To do:
[1] In the passage on COVID-19 and disease risk, how many patients per hundred does COVID-19 kill?
[2] Pick up the passage on COVID-19 and disease risk where it stops, and carry it on from its last sentence.

Text for analysis:
The absolutely outrageous claims by some broadcasters that this coronavirus COVID-19 is just the common flu would be laughed at in Germany, where the average citizen has learned enough about their anatomy and diseases to refer themselves to a specialist when ill.
Citizens in developed Asia and Europe receive three times more science education. Such broadcasters there would soon be out of a job.
An educated citizenry knows to ask specific questions about any emerging disease threat.
How likely is an infected person to die? That is the “case fatality rate.” Sure, far more people die from the common flu than from this emerging virus, so far. But 30,000 deaths out of 40 million infected is a less-than .01 chance of dying. COVID-19 kills between 2 and 3 patients per hundred.
Some cancers may be 100 percent fatal — but not contagious. So the rate of contagion (expected number of new cases likely to be caused by one case in a population where all persons in the population are susceptible) is important.
This factor of contagion is called the basic reproductive number R0. This number also depends on whether other people in the population are immune due to prior exposure or vaccination. So how contagious is COVID-19 compared to other contagious diseases? The average number of new cases that will arise from one infected person (R0) varies for the following agents.

Stored data:
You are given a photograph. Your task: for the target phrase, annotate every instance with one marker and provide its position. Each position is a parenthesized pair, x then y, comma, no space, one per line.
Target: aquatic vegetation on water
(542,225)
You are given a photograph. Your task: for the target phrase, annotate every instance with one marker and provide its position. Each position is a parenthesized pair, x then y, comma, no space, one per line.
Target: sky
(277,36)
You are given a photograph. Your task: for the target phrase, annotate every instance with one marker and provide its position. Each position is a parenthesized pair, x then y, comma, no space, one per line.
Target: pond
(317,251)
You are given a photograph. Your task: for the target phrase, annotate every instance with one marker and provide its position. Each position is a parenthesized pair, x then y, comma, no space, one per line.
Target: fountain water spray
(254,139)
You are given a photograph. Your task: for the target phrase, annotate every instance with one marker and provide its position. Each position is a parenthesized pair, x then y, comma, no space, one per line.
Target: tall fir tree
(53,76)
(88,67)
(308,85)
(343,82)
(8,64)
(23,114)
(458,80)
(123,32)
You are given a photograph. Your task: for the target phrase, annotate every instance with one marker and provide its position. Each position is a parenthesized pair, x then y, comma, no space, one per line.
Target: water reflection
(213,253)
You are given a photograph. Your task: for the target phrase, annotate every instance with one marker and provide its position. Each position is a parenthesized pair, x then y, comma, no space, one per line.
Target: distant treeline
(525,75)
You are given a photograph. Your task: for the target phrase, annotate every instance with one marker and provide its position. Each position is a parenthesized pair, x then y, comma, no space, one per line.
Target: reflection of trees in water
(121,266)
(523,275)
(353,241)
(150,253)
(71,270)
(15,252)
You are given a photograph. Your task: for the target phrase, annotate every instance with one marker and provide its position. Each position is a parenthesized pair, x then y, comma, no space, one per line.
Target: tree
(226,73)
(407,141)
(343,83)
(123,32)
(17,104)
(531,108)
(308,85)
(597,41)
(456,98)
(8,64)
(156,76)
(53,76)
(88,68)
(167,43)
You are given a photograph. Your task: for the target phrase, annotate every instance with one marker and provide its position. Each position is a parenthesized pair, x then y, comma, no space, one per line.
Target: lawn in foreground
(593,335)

Outputs for the tasks:
[1] Between 2 and 3 patients per hundred.

[2]
Ebola (outbreak in Congo 2014) ... 1.5–2.5
SARS (outbreak in China 2003) ... 2–5
HIV/AIDS (arose 1980s) ... 2–5
Mumps ... 4–7
Measles ... 12–18
Compared to the above levels of contagion, COVID-19 appears to infect at a rate of 1.4–3.8. But the Influenza epidemic of 1918 that began in Kansas and spread worldwide had a rate of only 2–3 but killed 675,000 in the United States and 50 million worldwide. So, this R0 measure alone does not predict how fast the infection spreads or how fatal it will be.
There are other important questions medical researchers are working on answering.
To what extent are there silent carriers who show no symptoms but who spread the infection? How long is an affected patient infectious? Does the disease agent travel as an airborne virus, in airborne droplets or by other contact? How long can the infectious agent survive in the environment?
The number of casualties that COVID-19 will cause will also depend on many cultural factors, including how willing a population is to “stand in place” to limit the transfer. But it likewise depends on each general citizen’s intelligent understanding of these many factors.
We do not have to know about R0 values, but we need to understand different rates of contagion are important. We don’t have to have a degree in biochemistry, but we need to recognize that measles viruses spread readily but N95 masks can keep out the droplet-borne viruses like COVID-19.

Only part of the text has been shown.